### What to do
• a. In the Shetland pony text, rewrite the paragraph beginning "Shetland ponies are generally gentle" as a short bulleted list that keeps its main facts.
• b. Reproduce word for word the part of the Shetland pony text from "Shetland Ponies are hardy" up to and including "and 117 cm)".
• c. Carry on the Shetland pony text from its last sentence.

### Text passage
■ ■ ■ ■

Junior Harness Racing was founded in Queensland by a group of breeders to give young people aged 6–16 an opportunity to obtain a practical introduction to the harness racing industry. The children have the opportunity to drive Shetland ponies in harness under race conditions. No prize money is payable on pony races, although winners and place-getters receive medallions.
Shetland Ponies are hardy and strong, in part because the breed developed in the harsh conditions of the Shetland Isles. In appearance, Shetlands have small heads, sometimes with dished faces, widely spaced eyes and small and alert ears. The original breed has a short, muscular neck; a compact, stocky body; short, strong legs; and a shorter-than-normal cannon bone in relation to its size. A short broad back and deep girth are universal characteristics, as is a springy stride. Shetlands have long thick manes and tails and dense double winter coats to withstand harsh weather. Different breed registries have different height standards, but the outside ranges are between 7 and 11.2 hands (28 and 46 inches, 71 and 117 cm)
Shetlands can be almost every colour, including skewbald and piebald (called pinto in the United States), but are mainly black, chestnut, bay, grey, palomino, dun, roan, cremello, and silver dapple. Registered shetlands are not leopard spotted (Appaloosa), nor do they carry the champagne gene, though these colours are sometimes seen in Shetland-sized crossbreds.
Shetland ponies are generally gentle, good-tempered, and very intelligent by nature. They make good children’s ponies, and are sometimes noted for having a “brave” character. They can be very opinionated or “cheeky”, and can be impatient, snappy, and sometimes become uncooperative. Due in part to their intelligence and size, they are easily spoiled and can be very headstrong if not well-trained.

■ ■ ■ ■

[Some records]
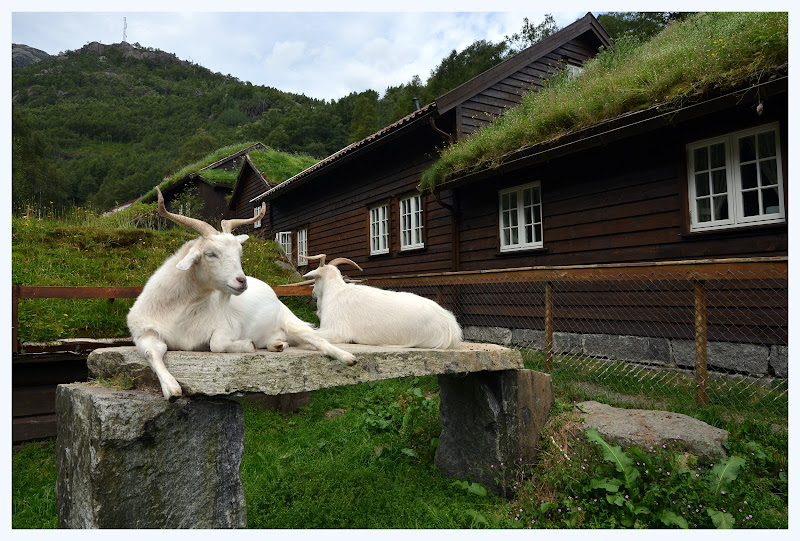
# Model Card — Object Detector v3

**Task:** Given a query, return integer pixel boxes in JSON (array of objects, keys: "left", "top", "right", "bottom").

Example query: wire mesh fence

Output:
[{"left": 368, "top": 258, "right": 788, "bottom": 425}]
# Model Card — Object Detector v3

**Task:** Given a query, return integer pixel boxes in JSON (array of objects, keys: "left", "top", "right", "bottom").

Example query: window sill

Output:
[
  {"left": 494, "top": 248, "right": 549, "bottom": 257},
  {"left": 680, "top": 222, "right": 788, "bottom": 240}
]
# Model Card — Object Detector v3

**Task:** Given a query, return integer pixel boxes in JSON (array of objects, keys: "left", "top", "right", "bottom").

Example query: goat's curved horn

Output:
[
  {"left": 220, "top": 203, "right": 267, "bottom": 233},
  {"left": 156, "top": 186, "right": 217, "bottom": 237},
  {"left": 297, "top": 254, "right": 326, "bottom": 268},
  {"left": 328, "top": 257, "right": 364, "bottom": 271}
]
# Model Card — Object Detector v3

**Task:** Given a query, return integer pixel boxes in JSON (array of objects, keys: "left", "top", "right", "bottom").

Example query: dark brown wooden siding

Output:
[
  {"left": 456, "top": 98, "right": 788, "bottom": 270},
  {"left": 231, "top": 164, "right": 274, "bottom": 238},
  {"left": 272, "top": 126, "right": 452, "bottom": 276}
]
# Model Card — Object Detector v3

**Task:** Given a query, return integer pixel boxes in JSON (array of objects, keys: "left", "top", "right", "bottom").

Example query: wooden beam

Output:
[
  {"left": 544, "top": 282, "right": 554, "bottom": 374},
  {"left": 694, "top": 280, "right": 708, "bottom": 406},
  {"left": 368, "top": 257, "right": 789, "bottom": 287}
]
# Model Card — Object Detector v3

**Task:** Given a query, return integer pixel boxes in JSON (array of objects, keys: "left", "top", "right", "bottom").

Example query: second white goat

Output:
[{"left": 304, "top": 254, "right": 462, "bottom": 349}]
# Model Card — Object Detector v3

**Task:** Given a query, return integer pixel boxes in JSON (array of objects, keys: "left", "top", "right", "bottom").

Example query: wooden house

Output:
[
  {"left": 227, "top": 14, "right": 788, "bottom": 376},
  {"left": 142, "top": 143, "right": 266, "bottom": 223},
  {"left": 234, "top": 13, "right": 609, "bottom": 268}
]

■ ■ ■ ■

### Answers provided
• a.
- Generally gentle, good-tempered and very intelligent
- Good children's ponies, sometimes noted for a "brave" character
- Can be very opinionated or "cheeky," impatient, snappy and sometimes uncooperative
- Partly because of their intelligence and size, easily spoiled and very headstrong if not well-trained

• b.
Shetland Ponies are hardy and strong, in part because the breed developed in the harsh conditions of the Shetland Isles. In appearance, Shetlands have small heads, sometimes with dished faces, widely spaced eyes and small and alert ears. The original breed has a short, muscular neck; a compact, stocky body; short, strong legs; and a shorter-than-normal cannon bone in relation to its size. A short broad back and deep girth are universal characteristics, as is a springy stride. Shetlands have long thick manes and tails and dense double winter coats to withstand harsh weather. Different breed registries have different height standards, but the outside ranges are between 7 and 11.2 hands (28 and 46 inches, 71 and 117 cm)

• c.
For its size, the Shetland is the strongest of all horse and pony breeds. It can pull twice its own weight under circumstances where a draft horse can only pull approximately half its own weight, as well as many being able to carry up to 9 stone – 130 pounds (59 kg). Shetland ponies are found worldwide, though mainly in the UK and North America. In general, UK ponies tend to preserve more of the original characteristics of the breed and are often stockier than their American cousins.
Many ponies are long-lived; it is not unusual for a Shetland pony to live more than 30 years. Conversely, their small size also predisposes some individuals to a greater probability of heart problems than in larger animals, on occasion leading to early death. Shetland ponies, like many hardy small horse and pony breeds, can easily develop laminitis if on a diet high in non-structural carbohydrates. Therefore, owners must pay careful attention to nutrition, being careful to regulate feed quantity and type.